### Records for the exercise:
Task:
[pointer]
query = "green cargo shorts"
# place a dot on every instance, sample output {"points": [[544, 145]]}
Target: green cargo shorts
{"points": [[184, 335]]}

### Goal of the exercise:
Copy every line of the records above verbatim, changing nothing.

### Output below:
Task:
[pointer]
query = "green cargo shorts"
# place a dot on every instance, sample output {"points": [[544, 145]]}
Target: green cargo shorts
{"points": [[184, 335]]}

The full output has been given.